start DATA

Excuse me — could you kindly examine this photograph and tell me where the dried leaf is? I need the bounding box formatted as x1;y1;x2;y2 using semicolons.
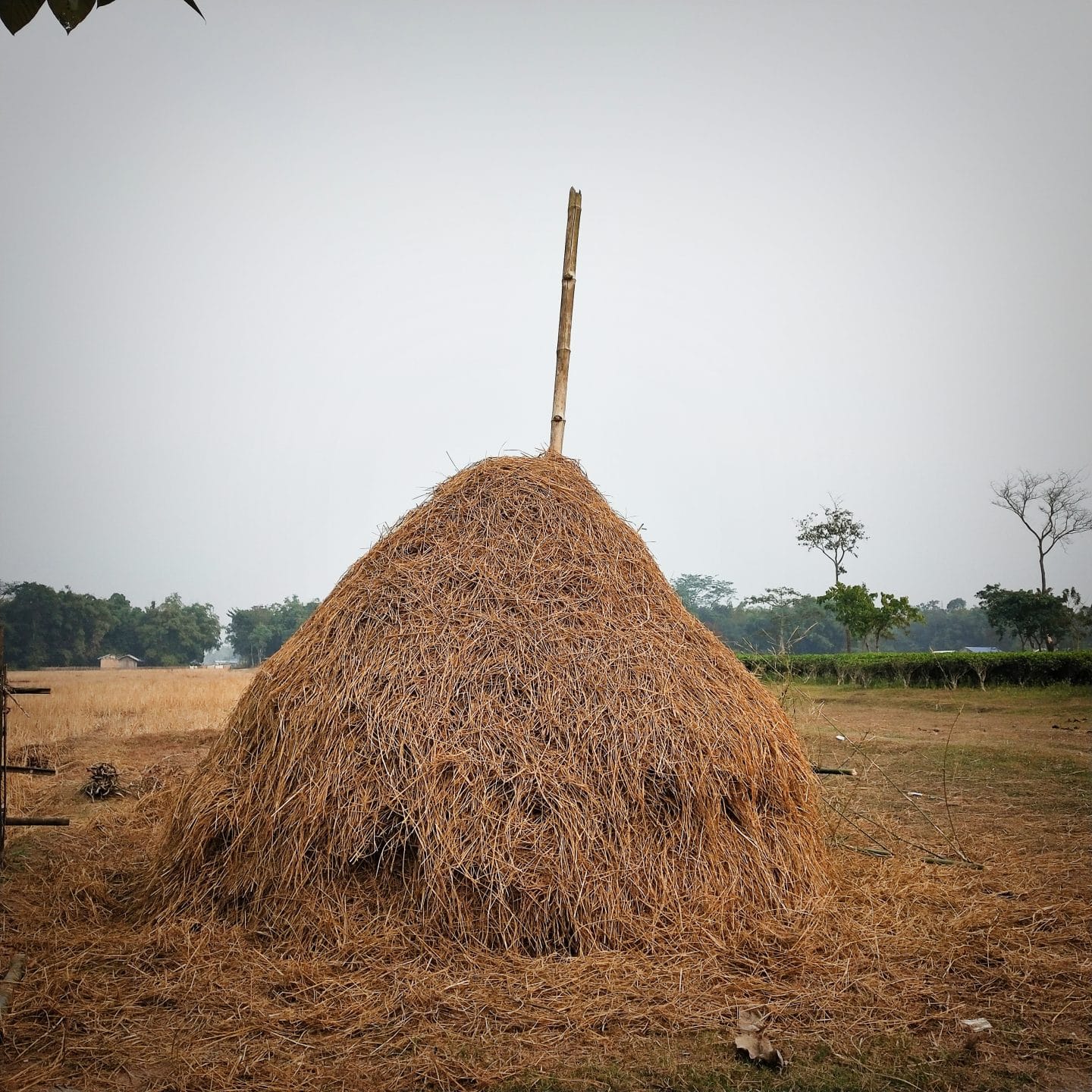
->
960;1017;993;1032
49;0;95;34
0;0;46;34
736;1032;785;1069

end DATA

▸ WHAT IS ASKED:
Rewrite every line of the items above as a numbered list, skipping blank lines and leaving out the pictures.

▸ WRITTEN ANSWER:
1. Excuse me — could you kindly examine this photograph and tell me where the dried leaf is? I need the bounding box formatted as x1;y1;x2;y2 using semicolons.
2. ->
3. 960;1017;993;1032
4. 49;0;95;34
5. 0;0;46;34
6. 736;1032;785;1069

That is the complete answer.